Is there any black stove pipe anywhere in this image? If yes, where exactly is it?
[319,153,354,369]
...
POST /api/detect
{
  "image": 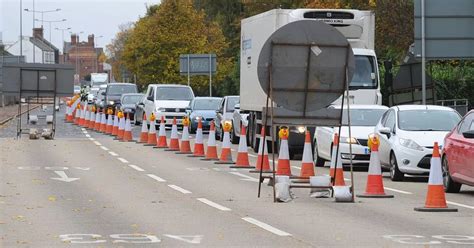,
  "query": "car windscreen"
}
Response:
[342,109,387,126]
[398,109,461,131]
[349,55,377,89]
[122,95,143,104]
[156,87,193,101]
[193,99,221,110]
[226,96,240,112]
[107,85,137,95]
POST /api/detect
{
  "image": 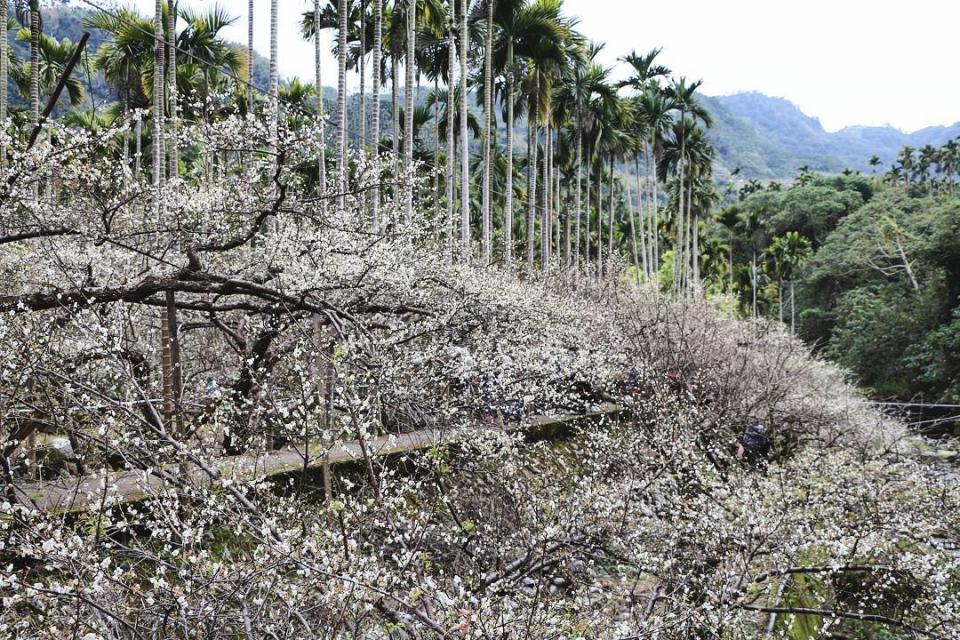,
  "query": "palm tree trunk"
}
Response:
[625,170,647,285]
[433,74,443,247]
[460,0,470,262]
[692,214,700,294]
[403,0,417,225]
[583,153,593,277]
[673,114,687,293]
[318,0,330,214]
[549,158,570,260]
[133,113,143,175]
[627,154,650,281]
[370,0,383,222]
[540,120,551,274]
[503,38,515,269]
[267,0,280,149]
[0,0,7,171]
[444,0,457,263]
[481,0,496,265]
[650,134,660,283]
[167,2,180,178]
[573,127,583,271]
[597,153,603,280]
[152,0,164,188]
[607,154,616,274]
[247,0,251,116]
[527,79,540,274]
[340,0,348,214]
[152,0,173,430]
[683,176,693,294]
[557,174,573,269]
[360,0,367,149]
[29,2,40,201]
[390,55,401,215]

**GIVEN INSTRUCTION**
Please retype the lines of the items starting at the line containing "Is there any" and ending at the line containing "[319,153,354,369]", with both of those lines included.

**COMPLETE OUTPUT**
Is there any black stove pipe anywhere in this image? If yes, where exactly is it?
[319,153,354,369]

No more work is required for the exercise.